▶ **PROBLEM A**:
Summarize the passage on Christian Science in two sentences.
▶ **PROBLEM B**:
Please copy the passage on Christian Science word for word from "No doubt people" to "not widely appreciated.".
▶ **PROBLEM C**:
Write what follows next in the passage on Christian Science, picking up after its last sentence.

▶ **PASSAGE**:
....................

Christian Scientists obey the health rules asked of them in regard to inoculations, to the presence of a doctor for obstetrics, and so forth. If they think Christian Science is not helping them, they are free to turn to other care systems, including medical care; in such cases common ethics requires that a practitioner engaged to provide spiritual treatment for a patient withdraw from the work, leaving the individual to carry on with the treatment of his or her choice.

No doubt people like Christian Scientists, who reflexively pray about all concerns, need to explain better what they are about. It needs to be better understood that for Christian Scientists, prayer is not just instead of treatment, or in support of treatment: Prayer is treatment. The decision to rely on prayer instead of ``shunning conventional medicine,'' as the familiar wire-service phrase now has it, is a positive one, not a negative one. And in the case of even young children, it is a decision generally made with their active consultation to a degree not widely appreciated.

....................

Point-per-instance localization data
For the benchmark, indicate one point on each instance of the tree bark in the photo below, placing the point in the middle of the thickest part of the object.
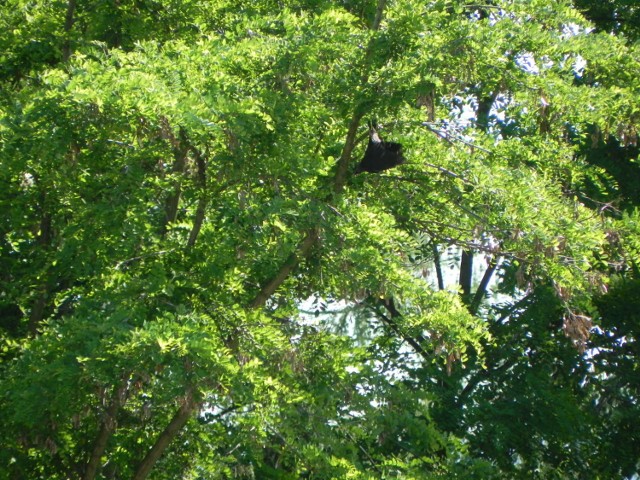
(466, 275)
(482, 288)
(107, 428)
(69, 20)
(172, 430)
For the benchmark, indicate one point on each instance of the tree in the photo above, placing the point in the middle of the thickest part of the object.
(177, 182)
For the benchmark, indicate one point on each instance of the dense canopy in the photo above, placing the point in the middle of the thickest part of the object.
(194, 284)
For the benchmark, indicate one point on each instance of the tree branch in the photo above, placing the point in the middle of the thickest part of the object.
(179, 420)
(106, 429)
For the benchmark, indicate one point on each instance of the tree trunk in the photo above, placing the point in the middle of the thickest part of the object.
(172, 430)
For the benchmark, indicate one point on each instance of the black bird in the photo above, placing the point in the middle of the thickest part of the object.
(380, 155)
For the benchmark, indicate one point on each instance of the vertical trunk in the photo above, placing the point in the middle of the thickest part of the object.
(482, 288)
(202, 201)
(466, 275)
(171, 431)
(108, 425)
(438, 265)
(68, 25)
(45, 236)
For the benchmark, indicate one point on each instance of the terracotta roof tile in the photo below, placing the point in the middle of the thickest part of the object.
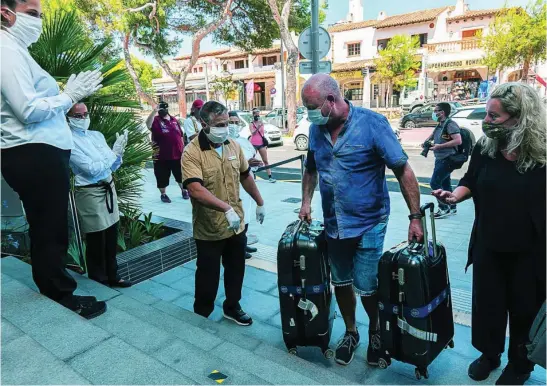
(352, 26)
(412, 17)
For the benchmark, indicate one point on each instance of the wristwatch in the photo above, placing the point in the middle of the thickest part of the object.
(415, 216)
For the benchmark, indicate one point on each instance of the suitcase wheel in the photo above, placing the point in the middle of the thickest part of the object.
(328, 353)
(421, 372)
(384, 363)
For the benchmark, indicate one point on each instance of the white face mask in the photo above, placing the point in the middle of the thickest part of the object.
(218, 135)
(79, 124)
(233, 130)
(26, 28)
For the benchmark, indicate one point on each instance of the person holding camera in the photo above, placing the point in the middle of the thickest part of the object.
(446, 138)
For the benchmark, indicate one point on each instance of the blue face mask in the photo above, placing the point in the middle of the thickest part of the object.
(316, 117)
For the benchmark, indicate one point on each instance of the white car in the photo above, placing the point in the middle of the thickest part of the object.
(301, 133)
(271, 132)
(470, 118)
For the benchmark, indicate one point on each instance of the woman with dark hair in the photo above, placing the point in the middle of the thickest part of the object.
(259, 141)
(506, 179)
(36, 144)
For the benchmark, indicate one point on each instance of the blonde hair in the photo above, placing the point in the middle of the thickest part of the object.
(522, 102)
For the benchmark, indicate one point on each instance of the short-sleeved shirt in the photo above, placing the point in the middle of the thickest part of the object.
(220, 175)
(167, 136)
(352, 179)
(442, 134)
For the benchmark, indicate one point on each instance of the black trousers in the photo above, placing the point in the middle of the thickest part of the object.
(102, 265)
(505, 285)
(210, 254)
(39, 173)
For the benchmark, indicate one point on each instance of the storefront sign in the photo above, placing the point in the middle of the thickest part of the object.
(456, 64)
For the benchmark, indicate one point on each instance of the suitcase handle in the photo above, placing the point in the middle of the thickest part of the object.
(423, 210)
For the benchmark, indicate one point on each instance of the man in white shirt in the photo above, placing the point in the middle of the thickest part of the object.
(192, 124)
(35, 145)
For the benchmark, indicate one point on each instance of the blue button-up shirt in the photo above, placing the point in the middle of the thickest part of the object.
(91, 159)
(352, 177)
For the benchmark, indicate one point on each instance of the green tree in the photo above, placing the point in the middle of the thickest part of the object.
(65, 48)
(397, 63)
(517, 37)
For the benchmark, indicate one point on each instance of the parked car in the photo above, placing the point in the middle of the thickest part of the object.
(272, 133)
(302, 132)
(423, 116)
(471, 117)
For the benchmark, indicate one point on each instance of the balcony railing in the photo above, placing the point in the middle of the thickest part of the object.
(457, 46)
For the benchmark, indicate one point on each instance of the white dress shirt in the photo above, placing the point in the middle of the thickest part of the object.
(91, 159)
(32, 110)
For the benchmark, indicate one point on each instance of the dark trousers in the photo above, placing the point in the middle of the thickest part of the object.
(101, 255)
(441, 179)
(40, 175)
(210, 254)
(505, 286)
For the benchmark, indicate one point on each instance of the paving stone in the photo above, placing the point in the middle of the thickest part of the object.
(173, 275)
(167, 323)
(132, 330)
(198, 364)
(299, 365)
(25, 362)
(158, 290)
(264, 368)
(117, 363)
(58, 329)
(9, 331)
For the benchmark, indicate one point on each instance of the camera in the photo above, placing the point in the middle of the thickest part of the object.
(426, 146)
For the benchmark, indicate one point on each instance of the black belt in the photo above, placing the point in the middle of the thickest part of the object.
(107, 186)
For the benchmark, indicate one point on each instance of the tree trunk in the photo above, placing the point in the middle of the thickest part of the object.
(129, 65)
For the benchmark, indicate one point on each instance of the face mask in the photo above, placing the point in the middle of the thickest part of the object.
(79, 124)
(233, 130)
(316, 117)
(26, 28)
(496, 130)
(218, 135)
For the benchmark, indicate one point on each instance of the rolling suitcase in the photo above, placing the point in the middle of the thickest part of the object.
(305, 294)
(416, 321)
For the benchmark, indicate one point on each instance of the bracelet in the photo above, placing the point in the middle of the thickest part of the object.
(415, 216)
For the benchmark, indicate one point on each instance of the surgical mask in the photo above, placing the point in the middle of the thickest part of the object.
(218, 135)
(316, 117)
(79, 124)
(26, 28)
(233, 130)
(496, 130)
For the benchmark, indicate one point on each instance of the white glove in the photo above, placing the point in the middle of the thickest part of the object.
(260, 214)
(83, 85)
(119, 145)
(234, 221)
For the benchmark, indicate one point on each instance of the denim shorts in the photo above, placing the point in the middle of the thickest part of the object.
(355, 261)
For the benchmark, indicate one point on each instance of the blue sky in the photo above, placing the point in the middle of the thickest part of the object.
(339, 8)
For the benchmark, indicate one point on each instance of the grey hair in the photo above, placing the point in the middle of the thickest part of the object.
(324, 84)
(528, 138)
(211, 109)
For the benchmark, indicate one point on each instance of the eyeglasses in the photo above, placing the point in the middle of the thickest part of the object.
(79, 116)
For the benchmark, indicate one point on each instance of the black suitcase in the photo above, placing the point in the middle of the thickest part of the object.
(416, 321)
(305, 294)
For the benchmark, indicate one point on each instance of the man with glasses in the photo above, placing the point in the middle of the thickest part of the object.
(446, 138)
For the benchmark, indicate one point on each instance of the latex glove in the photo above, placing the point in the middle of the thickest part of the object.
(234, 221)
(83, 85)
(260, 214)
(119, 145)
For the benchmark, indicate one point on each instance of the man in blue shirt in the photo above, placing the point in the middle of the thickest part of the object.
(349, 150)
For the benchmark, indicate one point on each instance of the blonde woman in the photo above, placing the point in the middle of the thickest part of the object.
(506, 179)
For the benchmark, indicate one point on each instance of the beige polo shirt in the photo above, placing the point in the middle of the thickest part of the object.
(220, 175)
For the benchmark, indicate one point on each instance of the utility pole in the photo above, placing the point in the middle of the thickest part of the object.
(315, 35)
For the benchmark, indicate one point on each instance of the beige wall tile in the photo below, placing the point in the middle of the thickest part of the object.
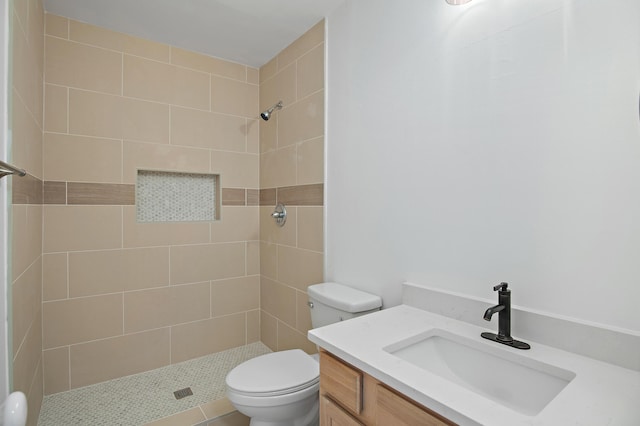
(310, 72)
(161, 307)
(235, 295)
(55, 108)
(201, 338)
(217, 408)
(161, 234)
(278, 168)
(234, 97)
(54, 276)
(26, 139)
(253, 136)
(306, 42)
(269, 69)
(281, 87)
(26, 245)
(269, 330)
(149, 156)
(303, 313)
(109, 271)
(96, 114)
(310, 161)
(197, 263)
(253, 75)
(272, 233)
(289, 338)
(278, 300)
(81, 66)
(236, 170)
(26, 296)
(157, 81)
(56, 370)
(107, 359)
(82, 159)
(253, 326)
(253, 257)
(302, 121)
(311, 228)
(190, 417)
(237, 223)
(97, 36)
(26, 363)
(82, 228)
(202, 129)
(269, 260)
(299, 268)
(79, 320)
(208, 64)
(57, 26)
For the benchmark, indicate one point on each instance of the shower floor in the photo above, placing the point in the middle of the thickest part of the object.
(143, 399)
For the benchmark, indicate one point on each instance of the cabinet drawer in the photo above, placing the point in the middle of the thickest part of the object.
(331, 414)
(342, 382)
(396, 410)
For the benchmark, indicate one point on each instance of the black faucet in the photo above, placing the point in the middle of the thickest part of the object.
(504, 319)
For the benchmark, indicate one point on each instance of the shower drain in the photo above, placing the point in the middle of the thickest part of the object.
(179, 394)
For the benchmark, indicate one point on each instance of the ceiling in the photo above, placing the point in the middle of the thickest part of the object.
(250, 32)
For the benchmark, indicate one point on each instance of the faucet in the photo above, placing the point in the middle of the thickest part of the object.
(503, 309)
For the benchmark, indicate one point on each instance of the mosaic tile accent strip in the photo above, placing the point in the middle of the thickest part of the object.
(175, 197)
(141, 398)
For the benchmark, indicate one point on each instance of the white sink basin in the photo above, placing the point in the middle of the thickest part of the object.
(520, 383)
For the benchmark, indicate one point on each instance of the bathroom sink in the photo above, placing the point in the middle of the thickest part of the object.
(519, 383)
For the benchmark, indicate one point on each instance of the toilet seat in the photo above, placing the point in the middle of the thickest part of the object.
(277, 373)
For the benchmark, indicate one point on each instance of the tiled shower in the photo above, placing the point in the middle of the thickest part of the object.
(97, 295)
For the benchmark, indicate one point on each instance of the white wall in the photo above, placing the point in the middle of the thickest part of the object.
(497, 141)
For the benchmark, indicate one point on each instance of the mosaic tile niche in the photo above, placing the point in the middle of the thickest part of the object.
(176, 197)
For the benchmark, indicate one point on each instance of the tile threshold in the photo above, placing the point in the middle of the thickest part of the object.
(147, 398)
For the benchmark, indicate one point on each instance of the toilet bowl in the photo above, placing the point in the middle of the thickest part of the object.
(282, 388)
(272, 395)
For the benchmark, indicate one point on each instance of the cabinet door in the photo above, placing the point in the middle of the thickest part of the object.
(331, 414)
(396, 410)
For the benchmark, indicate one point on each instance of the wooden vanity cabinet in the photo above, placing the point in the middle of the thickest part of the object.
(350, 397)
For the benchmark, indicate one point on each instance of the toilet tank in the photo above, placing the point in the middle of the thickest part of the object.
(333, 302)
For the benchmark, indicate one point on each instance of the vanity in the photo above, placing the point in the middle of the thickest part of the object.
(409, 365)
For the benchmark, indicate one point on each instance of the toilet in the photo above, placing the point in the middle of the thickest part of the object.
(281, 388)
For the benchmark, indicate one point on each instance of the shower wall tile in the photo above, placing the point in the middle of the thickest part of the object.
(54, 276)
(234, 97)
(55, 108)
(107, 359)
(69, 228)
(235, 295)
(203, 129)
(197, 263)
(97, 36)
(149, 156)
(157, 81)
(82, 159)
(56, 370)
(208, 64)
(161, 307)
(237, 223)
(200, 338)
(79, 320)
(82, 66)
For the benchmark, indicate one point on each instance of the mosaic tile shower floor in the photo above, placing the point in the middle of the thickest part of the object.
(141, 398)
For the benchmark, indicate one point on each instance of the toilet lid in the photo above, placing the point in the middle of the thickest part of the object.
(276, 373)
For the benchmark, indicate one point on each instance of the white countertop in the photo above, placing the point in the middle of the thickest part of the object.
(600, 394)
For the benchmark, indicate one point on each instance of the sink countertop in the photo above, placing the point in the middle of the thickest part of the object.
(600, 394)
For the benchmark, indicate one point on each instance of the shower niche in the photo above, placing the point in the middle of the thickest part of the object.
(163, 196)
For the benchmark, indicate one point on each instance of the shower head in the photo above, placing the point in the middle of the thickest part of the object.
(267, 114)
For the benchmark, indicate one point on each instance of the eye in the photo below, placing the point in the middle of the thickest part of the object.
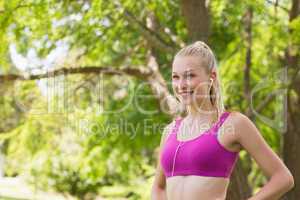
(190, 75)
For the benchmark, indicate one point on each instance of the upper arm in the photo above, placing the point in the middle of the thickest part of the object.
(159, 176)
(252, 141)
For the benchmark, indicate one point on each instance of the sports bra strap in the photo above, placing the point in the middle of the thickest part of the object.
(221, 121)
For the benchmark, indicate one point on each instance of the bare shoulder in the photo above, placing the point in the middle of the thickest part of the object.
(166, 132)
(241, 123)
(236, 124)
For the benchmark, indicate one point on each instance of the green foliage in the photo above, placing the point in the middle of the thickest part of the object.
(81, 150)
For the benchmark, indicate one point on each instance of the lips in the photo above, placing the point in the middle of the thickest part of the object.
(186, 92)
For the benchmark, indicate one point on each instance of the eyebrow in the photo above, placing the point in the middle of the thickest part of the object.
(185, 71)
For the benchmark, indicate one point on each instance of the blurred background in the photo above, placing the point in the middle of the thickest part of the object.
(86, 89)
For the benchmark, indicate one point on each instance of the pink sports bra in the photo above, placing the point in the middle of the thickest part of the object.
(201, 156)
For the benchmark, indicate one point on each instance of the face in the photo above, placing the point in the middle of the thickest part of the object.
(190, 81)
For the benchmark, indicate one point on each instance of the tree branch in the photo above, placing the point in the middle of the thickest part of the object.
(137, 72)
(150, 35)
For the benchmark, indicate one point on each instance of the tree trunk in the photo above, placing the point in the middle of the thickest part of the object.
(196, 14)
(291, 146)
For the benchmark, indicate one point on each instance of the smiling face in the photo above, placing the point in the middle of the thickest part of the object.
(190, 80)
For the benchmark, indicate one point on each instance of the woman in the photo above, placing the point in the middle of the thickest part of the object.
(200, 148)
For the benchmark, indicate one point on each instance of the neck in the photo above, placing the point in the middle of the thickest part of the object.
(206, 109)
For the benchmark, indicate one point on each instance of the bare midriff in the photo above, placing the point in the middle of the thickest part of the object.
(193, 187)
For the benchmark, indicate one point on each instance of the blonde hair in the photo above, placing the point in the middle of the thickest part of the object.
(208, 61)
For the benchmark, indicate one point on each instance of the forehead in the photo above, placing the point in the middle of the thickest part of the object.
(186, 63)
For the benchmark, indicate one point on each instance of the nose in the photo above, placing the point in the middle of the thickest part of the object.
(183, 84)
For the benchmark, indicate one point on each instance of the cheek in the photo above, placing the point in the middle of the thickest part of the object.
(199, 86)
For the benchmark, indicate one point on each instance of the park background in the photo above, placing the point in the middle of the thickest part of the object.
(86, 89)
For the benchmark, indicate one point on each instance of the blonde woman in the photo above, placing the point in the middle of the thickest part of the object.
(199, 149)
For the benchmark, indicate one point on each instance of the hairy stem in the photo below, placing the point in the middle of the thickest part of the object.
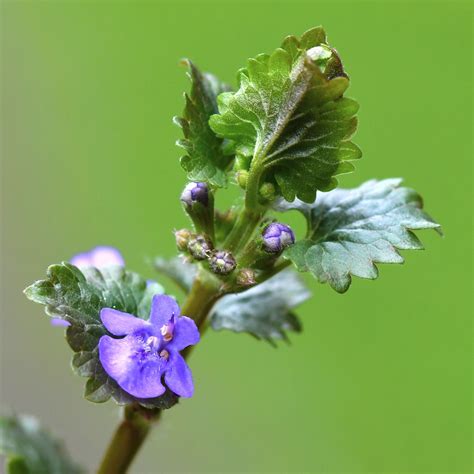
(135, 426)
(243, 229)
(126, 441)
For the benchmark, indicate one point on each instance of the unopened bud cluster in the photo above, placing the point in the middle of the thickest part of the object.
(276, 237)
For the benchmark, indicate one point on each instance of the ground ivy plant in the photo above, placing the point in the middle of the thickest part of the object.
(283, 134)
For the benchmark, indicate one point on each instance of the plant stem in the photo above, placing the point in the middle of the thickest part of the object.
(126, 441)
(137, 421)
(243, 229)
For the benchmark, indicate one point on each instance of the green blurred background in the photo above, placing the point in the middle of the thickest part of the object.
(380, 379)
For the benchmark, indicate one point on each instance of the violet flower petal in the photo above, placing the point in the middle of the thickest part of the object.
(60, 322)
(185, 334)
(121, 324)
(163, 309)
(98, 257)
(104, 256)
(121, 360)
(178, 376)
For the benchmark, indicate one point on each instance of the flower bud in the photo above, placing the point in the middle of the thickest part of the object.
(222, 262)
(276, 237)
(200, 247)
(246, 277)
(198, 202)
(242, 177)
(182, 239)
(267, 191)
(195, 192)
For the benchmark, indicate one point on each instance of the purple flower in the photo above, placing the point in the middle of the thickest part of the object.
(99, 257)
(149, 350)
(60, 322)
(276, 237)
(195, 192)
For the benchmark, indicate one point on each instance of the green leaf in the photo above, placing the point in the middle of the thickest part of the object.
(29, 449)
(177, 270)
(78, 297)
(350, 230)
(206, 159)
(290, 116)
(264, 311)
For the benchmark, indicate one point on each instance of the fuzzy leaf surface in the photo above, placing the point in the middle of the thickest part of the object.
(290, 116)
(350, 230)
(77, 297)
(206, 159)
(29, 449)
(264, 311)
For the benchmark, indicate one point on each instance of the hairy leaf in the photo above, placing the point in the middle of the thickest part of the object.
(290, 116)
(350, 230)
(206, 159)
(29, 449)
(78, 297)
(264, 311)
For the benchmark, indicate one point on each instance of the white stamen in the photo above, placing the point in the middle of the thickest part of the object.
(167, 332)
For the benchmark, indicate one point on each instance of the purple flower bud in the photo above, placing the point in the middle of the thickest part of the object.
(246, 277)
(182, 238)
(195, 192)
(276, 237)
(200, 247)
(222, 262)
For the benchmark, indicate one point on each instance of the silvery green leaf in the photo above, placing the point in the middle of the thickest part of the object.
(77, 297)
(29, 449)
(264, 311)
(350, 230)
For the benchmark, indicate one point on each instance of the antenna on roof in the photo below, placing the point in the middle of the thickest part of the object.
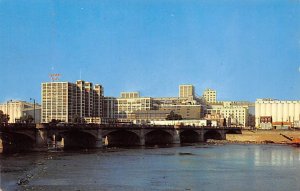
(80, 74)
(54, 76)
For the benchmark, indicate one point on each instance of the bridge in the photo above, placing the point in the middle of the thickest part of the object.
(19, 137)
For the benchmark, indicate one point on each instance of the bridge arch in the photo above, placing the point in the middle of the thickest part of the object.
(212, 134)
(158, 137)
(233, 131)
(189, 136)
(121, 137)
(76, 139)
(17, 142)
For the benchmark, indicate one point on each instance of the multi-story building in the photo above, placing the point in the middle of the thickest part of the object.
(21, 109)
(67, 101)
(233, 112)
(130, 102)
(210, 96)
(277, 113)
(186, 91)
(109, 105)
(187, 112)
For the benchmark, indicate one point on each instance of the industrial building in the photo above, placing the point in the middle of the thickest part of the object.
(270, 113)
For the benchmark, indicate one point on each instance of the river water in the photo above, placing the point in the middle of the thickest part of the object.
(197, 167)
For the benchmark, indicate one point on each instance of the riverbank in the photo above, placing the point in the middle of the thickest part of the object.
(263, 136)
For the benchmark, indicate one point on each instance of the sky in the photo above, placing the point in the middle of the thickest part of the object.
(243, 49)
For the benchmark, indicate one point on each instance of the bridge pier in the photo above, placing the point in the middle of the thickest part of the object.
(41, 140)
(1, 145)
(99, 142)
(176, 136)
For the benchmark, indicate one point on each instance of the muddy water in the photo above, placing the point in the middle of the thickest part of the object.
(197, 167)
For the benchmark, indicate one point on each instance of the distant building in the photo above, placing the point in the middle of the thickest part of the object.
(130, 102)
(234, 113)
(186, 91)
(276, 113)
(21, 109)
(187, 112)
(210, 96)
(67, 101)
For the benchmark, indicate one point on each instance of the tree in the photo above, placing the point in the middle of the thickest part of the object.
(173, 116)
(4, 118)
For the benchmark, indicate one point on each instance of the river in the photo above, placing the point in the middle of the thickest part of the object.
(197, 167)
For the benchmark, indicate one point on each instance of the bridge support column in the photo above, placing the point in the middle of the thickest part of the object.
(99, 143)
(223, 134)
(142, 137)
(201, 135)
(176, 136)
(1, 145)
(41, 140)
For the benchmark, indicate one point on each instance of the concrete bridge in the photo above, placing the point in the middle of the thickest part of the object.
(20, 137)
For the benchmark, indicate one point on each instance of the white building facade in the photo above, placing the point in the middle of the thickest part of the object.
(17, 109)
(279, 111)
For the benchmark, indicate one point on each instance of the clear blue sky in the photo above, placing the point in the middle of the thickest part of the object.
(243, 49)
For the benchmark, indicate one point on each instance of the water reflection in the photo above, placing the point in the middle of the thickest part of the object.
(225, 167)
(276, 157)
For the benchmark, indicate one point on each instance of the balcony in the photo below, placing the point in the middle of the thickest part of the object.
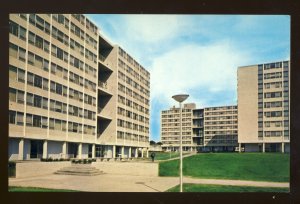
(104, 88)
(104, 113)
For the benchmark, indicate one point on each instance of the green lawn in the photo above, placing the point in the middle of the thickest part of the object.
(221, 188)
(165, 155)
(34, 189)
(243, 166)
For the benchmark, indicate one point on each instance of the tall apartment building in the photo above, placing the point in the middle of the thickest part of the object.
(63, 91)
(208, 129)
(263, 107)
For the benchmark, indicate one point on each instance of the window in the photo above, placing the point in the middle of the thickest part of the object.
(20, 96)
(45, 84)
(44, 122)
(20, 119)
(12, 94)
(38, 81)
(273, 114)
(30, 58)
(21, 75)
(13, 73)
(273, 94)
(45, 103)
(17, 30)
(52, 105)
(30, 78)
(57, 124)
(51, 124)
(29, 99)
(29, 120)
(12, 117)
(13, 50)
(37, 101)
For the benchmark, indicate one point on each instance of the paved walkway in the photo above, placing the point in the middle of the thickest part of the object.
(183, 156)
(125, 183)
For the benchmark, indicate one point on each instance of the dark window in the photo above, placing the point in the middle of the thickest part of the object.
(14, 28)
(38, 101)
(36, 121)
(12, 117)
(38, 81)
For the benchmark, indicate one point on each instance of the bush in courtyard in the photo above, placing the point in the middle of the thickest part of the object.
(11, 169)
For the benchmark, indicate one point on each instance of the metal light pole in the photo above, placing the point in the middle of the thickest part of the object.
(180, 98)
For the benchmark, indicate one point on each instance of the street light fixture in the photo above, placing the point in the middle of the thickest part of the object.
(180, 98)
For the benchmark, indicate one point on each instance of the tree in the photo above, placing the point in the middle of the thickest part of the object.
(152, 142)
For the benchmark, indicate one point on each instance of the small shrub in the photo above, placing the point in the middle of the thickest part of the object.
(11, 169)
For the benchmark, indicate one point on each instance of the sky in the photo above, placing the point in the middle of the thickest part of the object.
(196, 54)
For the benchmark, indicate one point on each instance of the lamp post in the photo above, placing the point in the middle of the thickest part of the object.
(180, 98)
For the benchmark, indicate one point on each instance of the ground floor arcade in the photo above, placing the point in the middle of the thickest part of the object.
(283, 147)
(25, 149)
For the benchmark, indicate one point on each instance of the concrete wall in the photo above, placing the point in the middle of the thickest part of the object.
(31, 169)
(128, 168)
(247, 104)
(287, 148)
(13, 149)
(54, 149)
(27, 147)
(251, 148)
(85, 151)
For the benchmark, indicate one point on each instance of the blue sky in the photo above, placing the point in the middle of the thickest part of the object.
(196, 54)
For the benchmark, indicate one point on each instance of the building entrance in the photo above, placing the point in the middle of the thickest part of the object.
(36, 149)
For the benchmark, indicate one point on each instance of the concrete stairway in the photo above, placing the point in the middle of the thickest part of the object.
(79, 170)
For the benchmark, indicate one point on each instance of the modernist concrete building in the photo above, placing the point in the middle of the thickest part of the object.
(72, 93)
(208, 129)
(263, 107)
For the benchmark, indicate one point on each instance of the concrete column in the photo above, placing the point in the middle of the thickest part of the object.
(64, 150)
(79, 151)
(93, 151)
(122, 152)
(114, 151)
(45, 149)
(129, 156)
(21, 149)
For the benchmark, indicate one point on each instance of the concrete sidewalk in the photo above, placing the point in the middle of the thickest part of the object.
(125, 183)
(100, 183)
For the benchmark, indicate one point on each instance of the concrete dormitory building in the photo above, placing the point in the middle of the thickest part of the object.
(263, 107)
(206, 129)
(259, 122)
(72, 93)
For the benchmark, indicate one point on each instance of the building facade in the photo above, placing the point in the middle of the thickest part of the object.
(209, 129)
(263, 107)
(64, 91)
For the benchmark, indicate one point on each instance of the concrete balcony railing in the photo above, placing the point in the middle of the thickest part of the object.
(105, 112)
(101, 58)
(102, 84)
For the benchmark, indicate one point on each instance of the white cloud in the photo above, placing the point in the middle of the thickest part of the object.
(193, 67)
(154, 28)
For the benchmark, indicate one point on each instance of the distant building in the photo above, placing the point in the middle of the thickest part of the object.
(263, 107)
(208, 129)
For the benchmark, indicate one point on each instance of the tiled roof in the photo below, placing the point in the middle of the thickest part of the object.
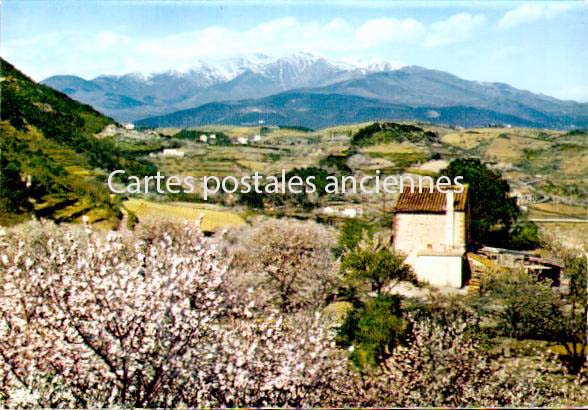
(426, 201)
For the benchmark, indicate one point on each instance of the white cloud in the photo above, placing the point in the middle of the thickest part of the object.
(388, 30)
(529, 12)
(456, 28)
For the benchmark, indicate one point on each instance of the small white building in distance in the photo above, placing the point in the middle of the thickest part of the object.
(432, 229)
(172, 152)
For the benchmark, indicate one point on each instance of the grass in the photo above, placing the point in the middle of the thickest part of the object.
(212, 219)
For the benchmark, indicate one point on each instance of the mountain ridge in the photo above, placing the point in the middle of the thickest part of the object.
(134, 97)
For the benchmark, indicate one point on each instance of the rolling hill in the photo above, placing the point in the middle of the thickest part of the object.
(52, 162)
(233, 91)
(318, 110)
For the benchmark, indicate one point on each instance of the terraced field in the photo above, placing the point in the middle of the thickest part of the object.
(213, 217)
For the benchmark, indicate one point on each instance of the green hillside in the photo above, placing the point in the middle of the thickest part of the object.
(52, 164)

....................

▶ **ANSWER AREA A**:
Christian Scientists follow required health rules such as inoculations and are free to turn to other care, including medical care, in which case the practitioner providing spiritual treatment withdraws. Christian Scientists need to explain better that for them prayer is itself treatment, a positive decision in which even young children are generally consulted.

▶ **ANSWER AREA B**:
No doubt people like Christian Scientists, who reflexively pray about all concerns, need to explain better what they are about. It needs to be better understood that for Christian Scientists, prayer is not just instead of treatment, or in support of treatment: Prayer is treatment. The decision to rely on prayer instead of ``shunning conventional medicine,'' as the familiar wire-service phrase now has it, is a positive one, not a negative one. And in the case of even young children, it is a decision generally made with their active consultation to a degree not widely appreciated.

▶ **ANSWER AREA C**:
When Christian Scientists endure an apparent failure of their methods, as in some recent publicized cases, they face pressure to pull them into the general net of medical, insurance, and legal practices.

We understand that it is the role of government to consider its responsibilities toward the health and welfare of children. We support the course that attempts to do the greatest good for the greatest number, which at this time means support for a more effective care system, mostly medical, at the federal and state level.

We appreciate Governor Weld's action discerning among the competing interests. And we are confident that the legislative, executive, and judicial system can discriminate between criminal and spiritual matters.